▶ [AUFGABEN]
1. Beantworte kurz drei Fragen zum Artikel über Gabriel Wagners Walz:
(a) Wie lange darf er sich seiner Heimat nicht nähern?
(b) Wie heißt der „Charly“ eigentlich?
(c) Wofür steht der Z-Stich?
2. Führe den Artikel über Gabriel Wagners Walz nach seinem letzten Satz fort.

▶ [TEXTAUSZUG]
:::::

Gabriel Wagner zusammen mit seinem Exportgesellen Daniel Niegoda und dem Wandersbruder Benedikt Müller (von rechts) beim Abschiedsfoto Foto: Danner

Zimmermannsgeselle Gabriel Wagner verlässt seinen Heimatort Bergfelden für eine lange Zeit.

Sulz-Bergfelden - Er hat alle in den Arm genommen, seine Lieben geküsst, ist aufs Ortsschild geklettert, heruntergesprungen und losgelaufen. Drei Jahre und einen Tag darf er sich seiner Heimat nun nicht mehr nähern. Gabriel Wagner ist auf der Walz.

Mit einem kleinen Fest haben Familie und Freunde des Zimmermannsgesellen sich von ihm verabschiedet. Der war derweil mit seinem Exportgesellen damit beschäftigt, seinen "Charly" zu packen. Der Exportgeselle ist ebenfalls ein Mitglied des Rolandschachts, so nennt sich die Zunft der reisenden Bauhandwerker. Daniel Niesgoda kommt aus Dresden, ist Steinmetz und schon seit mehr als zwei Jahren unterwegs. Er ist nach Bergfelden gekommen, um den Frischling abzuholen und wird ihn in den ersten Wochen begleiten - daher der Name Exportgeselle. Dabei weist er ihn ins Brauchtum der Rolandsbrüder ein.

Der "Charly" heißt eigentlich Charlottenburger. In dieses Bündel muss Gabriel Wagner alles hineinpacken, womit er in den kommenden Jahren leben wird: die Arbeitskluft, die Unterwäsche, den Schlafsack und das Werkzeug. Das will gut durchdacht und verschnürt sein und dauert natürlich eine Weile. Währenddessen sitzen seine Lieben gemütlich beim Frühstück in der Wagner’schen Scheune und warten auf den großen Moment. Sein jüngerer Bruder hat sich in Schale geworfen. Auch er ist seit Kurzem in der Ausbildung zum Zimmermann und hat seine Kluft zur Feier des Tages angelegt.

Gabriel Wagner freut sich auf die Herausforderungen, die nun vor ihm liegen. 23 Jahre ist er alt und hat schon einige Jahre in seinem Beruf gearbeitet. Er ist kein Neuling mehr in seinem Fach und hofft, dass ihm das auf der Walz zugute kommt.

Sein Gewand hat er, wie es sich gehört, in einer Kluftschneiderei anfertigen lassen. Die Perlmuttknöpfe musste er, so will es die Tradition, selbst annähen – mit einem Z-Stich. Der steht für "zünftig".

:::::

▶ [DATENAUSZÜGE]

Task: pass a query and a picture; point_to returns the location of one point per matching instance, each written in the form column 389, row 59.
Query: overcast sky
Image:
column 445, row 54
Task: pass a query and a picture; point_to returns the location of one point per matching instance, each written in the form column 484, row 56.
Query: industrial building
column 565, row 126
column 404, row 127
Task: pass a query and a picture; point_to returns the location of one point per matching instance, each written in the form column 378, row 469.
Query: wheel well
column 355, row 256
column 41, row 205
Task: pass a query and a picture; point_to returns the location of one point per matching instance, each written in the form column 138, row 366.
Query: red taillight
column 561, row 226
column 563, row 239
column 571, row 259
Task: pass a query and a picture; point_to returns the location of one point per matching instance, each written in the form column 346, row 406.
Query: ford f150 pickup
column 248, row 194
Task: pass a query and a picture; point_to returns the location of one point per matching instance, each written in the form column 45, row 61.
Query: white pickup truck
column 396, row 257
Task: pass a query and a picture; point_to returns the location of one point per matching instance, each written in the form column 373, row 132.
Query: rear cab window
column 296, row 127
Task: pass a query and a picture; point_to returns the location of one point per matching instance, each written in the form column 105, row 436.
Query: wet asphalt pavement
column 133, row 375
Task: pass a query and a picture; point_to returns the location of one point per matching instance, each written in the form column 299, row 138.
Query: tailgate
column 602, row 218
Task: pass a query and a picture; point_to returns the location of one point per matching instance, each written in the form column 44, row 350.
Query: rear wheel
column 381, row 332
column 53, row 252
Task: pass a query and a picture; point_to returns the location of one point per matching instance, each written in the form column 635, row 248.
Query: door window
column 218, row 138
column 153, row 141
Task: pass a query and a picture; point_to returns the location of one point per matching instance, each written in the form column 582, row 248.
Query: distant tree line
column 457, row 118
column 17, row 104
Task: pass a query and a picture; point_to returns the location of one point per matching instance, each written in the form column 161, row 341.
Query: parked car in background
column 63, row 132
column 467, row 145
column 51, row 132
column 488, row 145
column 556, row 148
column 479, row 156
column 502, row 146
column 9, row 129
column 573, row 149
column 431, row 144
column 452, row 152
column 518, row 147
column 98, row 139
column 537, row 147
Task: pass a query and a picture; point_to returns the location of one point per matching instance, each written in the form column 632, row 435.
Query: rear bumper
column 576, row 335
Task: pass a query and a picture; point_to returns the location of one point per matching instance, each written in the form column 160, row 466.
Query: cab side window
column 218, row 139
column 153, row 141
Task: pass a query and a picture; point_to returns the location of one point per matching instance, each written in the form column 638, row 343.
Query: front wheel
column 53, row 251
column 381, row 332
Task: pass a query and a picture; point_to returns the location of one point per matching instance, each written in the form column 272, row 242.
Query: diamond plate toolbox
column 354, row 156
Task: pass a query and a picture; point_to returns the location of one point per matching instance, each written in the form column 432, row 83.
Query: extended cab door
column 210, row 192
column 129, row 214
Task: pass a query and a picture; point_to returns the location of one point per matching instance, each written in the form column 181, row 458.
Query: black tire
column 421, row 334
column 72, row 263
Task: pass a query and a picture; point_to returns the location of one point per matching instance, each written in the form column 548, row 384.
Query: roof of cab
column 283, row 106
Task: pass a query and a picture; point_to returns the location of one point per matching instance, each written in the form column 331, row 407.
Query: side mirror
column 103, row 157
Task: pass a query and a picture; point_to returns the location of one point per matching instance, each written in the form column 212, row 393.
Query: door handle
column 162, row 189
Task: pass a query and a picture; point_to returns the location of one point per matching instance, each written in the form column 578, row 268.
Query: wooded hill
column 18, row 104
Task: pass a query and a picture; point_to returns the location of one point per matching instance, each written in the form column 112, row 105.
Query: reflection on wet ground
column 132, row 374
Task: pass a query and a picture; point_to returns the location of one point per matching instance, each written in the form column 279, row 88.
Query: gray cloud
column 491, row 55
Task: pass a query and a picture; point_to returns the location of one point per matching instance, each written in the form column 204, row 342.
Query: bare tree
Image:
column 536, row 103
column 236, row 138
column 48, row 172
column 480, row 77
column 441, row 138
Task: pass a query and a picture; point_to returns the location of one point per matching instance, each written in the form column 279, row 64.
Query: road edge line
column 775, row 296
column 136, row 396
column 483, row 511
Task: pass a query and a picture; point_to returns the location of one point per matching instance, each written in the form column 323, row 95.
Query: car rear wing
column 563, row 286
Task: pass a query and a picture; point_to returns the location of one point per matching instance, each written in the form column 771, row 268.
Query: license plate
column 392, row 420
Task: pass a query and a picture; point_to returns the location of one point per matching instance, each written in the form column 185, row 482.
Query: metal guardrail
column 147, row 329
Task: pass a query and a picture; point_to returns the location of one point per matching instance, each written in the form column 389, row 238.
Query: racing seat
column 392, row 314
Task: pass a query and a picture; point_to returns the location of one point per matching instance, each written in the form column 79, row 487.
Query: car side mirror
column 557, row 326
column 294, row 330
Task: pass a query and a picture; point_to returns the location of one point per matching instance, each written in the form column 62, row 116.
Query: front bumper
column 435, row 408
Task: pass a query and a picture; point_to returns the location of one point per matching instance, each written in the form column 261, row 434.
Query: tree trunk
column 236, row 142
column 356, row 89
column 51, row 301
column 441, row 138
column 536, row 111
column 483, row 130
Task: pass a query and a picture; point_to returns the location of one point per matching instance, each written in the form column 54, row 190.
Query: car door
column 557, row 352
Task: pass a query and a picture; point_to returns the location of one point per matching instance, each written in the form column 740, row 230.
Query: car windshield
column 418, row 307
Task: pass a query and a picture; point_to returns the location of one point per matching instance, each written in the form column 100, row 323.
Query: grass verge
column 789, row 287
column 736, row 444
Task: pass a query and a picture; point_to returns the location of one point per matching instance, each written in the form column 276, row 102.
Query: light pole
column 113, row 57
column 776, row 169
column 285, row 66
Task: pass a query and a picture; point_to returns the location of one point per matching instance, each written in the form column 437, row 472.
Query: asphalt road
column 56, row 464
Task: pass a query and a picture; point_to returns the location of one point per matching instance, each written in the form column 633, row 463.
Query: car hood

:::::

▶ [LÖSUNGEN JE AUFGABE]
1.
(a) Drei Jahre und einen Tag.
(b) Charlottenburger.
(c) Für „zünftig“.

2.
Exportgeselle Niesgoda hat noch einen weiteren Wandersbruder mit dabei: Benedikt Müller aus Ansbach. Der war gerade in der Nähe und macht sich nun mit den beiden gemeinsam auf den Weg. Dieser führt sie am Abmarschtag erst mal Richtung A 81. Der Campus Galli, die neu entstehende karolingische Klosterstadt in Meßkirch, ist das erste Ziel der Männer.

Denn für die kommenden drei Jahre ist es die letzte Möglichkeit für Gabriel Wagner, sich dieses Bauvorhaben anzusehen. Solange darf er sich seinem Heimatort nicht mehr als auf 60 Kilometer nähern. Dann soll es weiter Richtung Basel gehen. Familie und Freunde möchte er mit Briefen auf dem Laufenden halten. Zwar ist das Handy für Notfälle im Gepäck. Zur Walz gehört aber auch, sich auf die alten Werte zu besinnen, erklärt er. Das Loch für seinen Ohrring hat er sich, standesgemäß, mit einem Nagel durchstechen lassen. Das Zeichen der Ehrbarkeit ist im Rolandschacht übrigens ein blauer Schlips. Exportgeselle Niesgoda trägt ihn bereits, Gabriel Wagner muss ihn sich erst noch verdienen – durch ordentliches Benehmen.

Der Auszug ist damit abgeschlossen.